### Written problem
Rescale the records below by copying every line, requests included, and multiplying each coordinate in the answers by 2.4. Round each result to a whole number, with halves rounded up.

*-*-*

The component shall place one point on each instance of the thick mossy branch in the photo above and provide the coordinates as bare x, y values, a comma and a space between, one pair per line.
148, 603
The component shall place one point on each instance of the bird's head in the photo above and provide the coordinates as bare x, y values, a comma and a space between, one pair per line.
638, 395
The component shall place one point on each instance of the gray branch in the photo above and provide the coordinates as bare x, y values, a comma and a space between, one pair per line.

*-*-*

### Answer in full
The component shall place one point on each instance of the thick mossy branch in the photo above and provide the coordinates as bare x, y values, a comma and a space between, one pair per line.
355, 1447
The component shall place one point on each instance of the bird's head in the photo above and provide the coordinates as bare x, y values, a comma and a space between, one pair per line.
1531, 948
The component shall place one point on each instance of the gray branch in the photo above and provide the coordinates as bare x, y values, a comma and a space between, one pair per line.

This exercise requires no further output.